[Images for object localization]
___

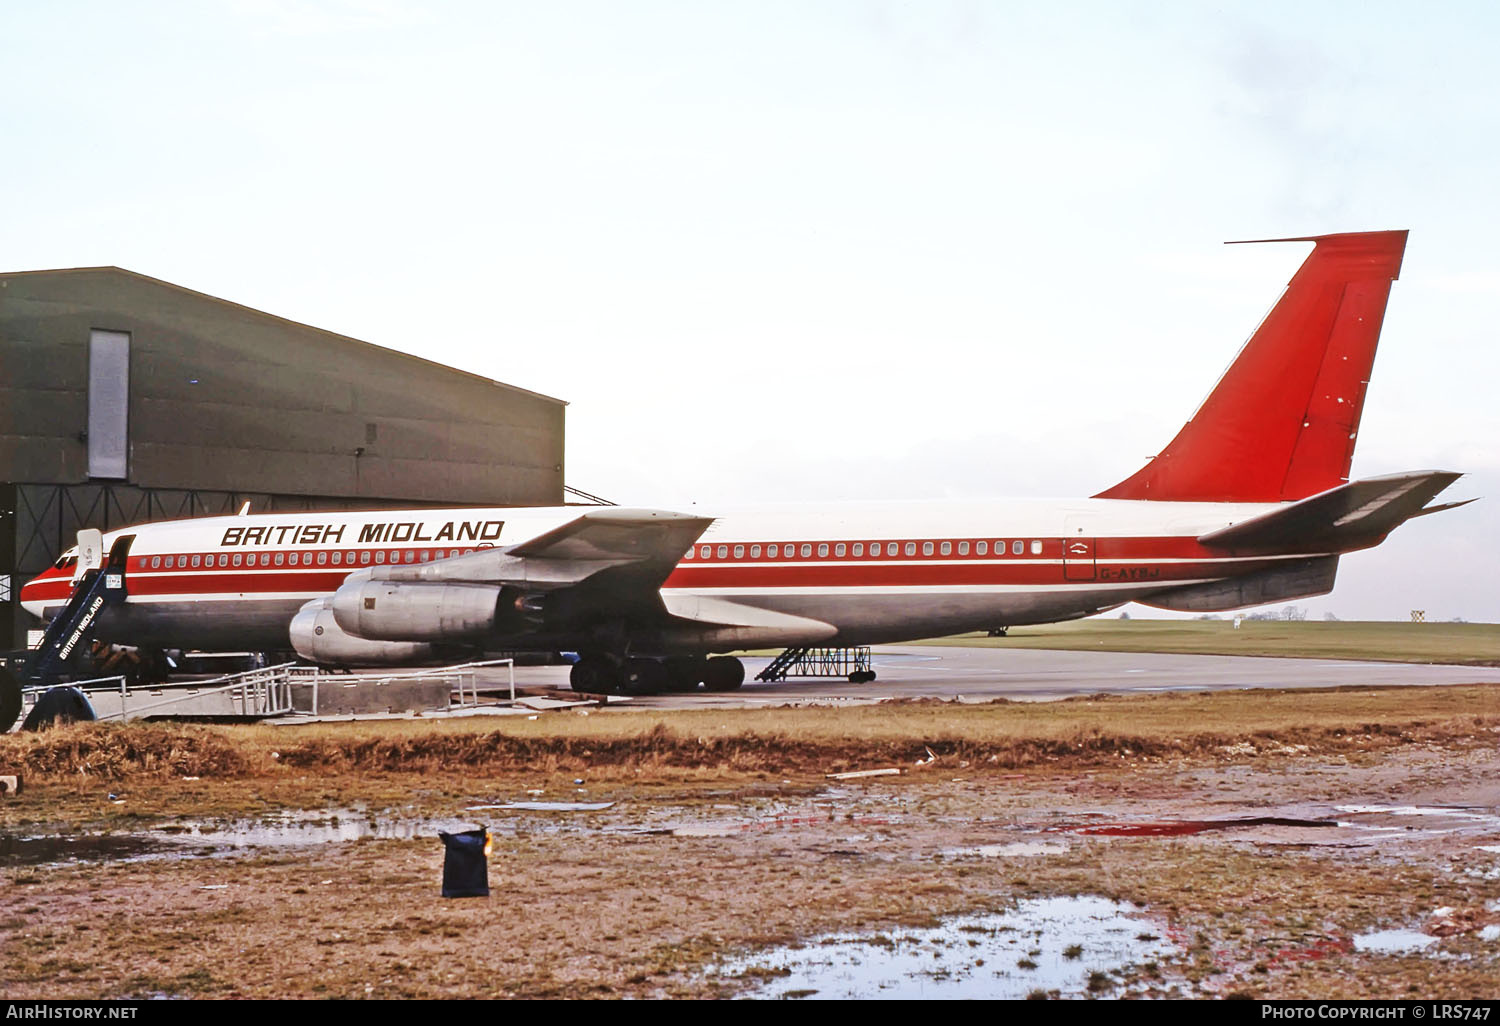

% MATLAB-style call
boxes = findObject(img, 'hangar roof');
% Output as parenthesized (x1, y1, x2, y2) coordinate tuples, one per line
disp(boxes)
(0, 265, 566, 407)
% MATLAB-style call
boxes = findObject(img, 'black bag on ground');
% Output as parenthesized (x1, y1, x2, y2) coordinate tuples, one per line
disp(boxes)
(438, 828, 490, 898)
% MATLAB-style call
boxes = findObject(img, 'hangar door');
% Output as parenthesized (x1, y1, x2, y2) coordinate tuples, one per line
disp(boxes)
(88, 330, 130, 479)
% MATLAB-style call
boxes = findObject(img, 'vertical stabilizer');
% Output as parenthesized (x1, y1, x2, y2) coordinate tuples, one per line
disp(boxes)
(1096, 230, 1407, 502)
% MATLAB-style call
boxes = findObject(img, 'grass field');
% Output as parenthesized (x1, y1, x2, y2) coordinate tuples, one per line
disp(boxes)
(916, 619, 1500, 665)
(3, 687, 1500, 999)
(3, 682, 1496, 786)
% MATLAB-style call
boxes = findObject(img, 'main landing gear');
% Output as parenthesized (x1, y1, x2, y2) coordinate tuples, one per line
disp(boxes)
(569, 655, 745, 696)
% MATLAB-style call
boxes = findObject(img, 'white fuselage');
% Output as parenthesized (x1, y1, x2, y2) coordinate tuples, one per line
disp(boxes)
(21, 497, 1305, 652)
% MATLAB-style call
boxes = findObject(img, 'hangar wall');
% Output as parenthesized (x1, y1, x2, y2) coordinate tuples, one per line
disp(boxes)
(1, 266, 568, 649)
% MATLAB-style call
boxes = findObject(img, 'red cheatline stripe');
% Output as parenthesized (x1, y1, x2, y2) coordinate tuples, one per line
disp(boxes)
(663, 560, 1281, 589)
(22, 549, 1303, 603)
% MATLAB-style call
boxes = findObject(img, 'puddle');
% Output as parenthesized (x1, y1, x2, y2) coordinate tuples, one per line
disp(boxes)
(1353, 929, 1439, 955)
(712, 896, 1180, 999)
(946, 842, 1070, 858)
(0, 833, 184, 867)
(470, 802, 615, 812)
(1335, 806, 1500, 832)
(1480, 926, 1500, 942)
(1332, 805, 1500, 845)
(1335, 805, 1498, 821)
(644, 811, 894, 838)
(161, 813, 494, 847)
(1064, 817, 1336, 837)
(2, 812, 504, 867)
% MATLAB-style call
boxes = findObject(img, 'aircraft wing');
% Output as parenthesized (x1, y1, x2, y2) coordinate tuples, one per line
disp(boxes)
(1197, 471, 1467, 552)
(506, 508, 711, 561)
(324, 508, 716, 646)
(362, 507, 713, 588)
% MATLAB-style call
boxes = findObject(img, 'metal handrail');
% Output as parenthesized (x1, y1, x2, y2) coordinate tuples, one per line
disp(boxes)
(91, 673, 297, 721)
(20, 657, 519, 722)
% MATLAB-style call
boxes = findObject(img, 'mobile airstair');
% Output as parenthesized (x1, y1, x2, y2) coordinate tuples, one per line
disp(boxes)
(755, 646, 874, 683)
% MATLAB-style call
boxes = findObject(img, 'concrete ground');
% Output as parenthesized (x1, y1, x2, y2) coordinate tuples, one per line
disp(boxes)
(486, 645, 1500, 709)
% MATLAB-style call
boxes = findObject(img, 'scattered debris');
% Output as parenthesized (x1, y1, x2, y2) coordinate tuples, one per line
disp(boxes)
(1427, 906, 1500, 937)
(482, 801, 615, 812)
(826, 768, 901, 781)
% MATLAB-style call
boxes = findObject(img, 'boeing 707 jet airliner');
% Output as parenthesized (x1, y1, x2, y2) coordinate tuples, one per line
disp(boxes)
(12, 230, 1468, 717)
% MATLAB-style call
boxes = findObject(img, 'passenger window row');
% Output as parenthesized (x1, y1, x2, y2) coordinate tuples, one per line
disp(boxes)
(141, 548, 479, 570)
(689, 539, 1047, 561)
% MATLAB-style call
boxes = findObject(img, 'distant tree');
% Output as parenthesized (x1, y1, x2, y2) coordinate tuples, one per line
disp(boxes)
(1118, 611, 1130, 619)
(1323, 612, 1340, 622)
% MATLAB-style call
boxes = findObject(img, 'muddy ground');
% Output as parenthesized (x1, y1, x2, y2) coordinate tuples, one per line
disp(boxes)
(1, 704, 1499, 999)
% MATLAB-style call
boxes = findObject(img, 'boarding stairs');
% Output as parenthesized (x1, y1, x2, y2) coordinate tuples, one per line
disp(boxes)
(755, 646, 873, 682)
(22, 537, 134, 691)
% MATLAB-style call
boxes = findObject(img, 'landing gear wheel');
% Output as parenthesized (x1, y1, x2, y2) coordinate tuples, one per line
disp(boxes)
(0, 666, 22, 733)
(703, 656, 745, 692)
(570, 658, 620, 695)
(847, 670, 876, 684)
(663, 657, 707, 692)
(622, 659, 669, 696)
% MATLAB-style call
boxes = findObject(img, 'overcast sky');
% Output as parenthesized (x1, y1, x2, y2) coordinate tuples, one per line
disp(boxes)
(5, 1, 1496, 621)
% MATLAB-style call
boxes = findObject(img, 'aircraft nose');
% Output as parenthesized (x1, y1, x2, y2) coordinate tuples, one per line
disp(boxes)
(18, 569, 57, 617)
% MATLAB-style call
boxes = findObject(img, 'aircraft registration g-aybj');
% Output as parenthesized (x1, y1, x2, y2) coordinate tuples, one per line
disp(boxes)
(16, 230, 1472, 700)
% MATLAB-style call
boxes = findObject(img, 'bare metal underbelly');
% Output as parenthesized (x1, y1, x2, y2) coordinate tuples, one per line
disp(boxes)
(83, 580, 1186, 654)
(669, 583, 1175, 646)
(93, 599, 305, 651)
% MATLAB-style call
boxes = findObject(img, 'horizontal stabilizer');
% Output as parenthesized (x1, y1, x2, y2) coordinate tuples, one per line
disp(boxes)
(1198, 471, 1463, 551)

___

• [WORK ITEM] The answer must consist of every line from the entries that holds the string "landing".

• [YOUR RESPONSE]
boxes = findObject(img, 'main landing gear');
boxes = findObject(img, 'landing gear wheel');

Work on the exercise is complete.